GOAL:
Could you write out everything from the line containing "entry: golden foliage" down to the line containing "M 66 76 L 57 82 L 59 87 L 87 87 L 87 76 Z", both ends and the request included, scaling each answer coordinate by 2 and rounding to whole numbers with halves going up? Keep every other number on those lines unchanged.
---- THE RECORDS
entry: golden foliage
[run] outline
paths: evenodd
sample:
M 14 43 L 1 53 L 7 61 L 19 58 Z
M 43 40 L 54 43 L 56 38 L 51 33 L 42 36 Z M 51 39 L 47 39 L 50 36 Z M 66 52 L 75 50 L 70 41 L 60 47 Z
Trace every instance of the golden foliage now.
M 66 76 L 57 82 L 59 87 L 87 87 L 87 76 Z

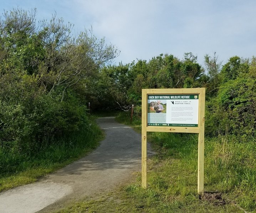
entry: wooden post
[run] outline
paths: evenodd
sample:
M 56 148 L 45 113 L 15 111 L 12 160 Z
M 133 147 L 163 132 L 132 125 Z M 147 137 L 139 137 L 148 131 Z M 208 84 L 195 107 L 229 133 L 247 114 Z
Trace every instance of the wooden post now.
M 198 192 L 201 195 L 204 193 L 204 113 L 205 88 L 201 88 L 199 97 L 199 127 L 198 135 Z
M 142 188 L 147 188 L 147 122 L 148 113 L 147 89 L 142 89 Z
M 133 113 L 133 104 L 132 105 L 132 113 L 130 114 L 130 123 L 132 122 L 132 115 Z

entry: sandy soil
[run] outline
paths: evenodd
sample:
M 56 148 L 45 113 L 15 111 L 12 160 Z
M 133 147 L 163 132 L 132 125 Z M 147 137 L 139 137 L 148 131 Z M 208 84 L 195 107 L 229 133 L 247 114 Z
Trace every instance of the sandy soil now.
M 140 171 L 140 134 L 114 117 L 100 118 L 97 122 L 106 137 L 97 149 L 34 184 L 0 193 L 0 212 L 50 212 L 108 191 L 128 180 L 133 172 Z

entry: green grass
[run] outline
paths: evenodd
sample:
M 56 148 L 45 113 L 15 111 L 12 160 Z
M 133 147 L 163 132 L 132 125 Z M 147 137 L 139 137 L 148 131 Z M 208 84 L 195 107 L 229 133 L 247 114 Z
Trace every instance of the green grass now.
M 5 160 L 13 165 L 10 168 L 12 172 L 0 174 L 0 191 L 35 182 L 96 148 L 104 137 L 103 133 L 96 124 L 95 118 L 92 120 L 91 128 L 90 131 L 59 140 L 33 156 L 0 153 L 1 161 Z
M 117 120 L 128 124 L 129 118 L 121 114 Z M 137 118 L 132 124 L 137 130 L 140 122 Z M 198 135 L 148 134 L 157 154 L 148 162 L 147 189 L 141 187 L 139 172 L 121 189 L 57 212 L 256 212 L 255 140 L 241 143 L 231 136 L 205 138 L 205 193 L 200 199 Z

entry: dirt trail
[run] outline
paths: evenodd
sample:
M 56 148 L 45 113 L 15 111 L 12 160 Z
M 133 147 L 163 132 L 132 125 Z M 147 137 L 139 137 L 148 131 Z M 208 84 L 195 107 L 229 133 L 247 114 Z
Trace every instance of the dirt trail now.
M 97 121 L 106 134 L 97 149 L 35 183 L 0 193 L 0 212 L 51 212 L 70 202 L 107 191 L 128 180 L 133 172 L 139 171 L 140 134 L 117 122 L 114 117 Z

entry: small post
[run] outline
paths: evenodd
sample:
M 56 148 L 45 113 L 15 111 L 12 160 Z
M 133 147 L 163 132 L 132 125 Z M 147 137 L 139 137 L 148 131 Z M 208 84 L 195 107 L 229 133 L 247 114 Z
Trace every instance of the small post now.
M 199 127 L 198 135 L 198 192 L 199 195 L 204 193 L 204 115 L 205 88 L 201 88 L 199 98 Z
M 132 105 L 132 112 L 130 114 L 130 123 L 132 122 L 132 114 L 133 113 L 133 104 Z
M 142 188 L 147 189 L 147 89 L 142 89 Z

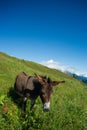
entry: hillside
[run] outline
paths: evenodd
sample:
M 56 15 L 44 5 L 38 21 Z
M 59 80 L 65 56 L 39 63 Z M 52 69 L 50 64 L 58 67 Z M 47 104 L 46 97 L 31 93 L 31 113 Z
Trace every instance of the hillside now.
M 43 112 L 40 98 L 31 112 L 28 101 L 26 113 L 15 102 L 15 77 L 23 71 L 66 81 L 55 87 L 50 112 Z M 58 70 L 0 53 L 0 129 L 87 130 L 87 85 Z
--------
---- THE RECORDS
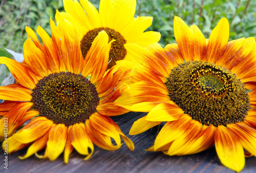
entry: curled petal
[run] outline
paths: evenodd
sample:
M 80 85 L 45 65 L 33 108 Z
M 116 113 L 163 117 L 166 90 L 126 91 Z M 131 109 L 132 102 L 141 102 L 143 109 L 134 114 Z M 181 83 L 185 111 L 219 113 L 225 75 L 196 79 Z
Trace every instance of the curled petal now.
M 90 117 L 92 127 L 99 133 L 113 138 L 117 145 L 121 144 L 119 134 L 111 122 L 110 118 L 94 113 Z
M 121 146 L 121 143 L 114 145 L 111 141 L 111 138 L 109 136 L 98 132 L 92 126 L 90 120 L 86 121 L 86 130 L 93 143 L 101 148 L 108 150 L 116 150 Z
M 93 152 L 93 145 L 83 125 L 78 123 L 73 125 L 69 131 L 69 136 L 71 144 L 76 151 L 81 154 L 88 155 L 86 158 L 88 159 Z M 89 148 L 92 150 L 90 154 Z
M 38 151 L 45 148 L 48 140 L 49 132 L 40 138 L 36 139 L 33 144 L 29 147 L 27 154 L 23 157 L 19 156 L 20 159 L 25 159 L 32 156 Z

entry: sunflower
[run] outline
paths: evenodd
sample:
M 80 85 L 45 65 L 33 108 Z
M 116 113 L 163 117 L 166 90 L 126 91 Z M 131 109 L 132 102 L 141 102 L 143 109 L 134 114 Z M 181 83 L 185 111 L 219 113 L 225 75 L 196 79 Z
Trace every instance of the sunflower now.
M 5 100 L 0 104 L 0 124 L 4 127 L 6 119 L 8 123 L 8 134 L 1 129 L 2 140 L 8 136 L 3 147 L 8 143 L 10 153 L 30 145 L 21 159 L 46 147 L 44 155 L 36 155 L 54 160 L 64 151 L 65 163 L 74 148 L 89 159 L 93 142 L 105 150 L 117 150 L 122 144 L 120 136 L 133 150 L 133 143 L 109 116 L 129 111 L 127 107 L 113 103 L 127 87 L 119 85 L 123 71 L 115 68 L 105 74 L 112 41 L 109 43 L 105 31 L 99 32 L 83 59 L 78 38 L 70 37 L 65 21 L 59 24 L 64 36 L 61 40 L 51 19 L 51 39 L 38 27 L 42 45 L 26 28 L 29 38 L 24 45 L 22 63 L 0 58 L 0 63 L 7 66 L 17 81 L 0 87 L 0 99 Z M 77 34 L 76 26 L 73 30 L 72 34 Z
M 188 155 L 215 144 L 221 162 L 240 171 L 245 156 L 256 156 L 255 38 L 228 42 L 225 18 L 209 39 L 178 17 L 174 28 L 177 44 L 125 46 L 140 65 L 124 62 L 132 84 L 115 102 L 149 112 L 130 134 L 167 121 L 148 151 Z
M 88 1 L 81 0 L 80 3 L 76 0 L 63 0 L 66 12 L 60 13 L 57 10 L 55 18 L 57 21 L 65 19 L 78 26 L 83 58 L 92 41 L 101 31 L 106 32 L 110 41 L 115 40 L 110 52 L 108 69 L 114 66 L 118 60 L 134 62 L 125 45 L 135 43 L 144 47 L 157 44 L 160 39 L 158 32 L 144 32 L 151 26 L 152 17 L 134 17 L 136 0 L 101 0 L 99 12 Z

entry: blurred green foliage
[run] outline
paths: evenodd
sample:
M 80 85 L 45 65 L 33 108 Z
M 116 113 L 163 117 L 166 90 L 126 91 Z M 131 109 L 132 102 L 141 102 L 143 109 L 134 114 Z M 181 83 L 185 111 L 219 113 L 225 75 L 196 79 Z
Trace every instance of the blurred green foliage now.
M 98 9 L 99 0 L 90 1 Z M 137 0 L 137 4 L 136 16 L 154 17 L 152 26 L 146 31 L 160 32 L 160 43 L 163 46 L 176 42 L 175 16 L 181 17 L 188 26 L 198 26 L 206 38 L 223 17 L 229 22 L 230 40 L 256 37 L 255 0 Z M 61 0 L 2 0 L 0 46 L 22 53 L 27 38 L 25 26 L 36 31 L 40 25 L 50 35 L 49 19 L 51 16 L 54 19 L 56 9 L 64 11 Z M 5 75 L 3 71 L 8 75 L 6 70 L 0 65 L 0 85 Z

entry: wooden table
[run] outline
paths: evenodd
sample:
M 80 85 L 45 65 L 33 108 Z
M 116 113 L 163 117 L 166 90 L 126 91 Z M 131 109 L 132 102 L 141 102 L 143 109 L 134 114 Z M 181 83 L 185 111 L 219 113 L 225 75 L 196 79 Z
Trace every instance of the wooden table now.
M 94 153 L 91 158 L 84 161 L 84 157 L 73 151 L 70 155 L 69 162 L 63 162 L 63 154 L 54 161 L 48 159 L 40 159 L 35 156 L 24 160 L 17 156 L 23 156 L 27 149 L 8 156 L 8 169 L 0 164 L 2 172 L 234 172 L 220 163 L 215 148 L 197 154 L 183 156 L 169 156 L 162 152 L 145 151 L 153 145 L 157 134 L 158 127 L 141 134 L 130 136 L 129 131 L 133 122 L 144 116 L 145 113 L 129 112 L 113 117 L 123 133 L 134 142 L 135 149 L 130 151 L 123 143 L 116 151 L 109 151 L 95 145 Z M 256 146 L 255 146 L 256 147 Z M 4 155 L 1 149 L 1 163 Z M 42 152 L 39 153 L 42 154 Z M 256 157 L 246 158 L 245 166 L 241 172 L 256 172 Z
--------
FINAL RESULT:
entry: golden foliage
[run] outline
paths: evenodd
sample:
M 14 43 L 1 53 L 7 61 L 19 58 Z
M 43 40 L 54 43 L 56 38 L 51 33 L 42 36 Z M 51 39 L 47 39 L 50 36 Z M 66 52 L 75 50 L 70 41 L 60 47 Z
Trace every instance of the golden foliage now.
M 132 152 L 114 164 L 118 174 L 174 174 L 174 152 Z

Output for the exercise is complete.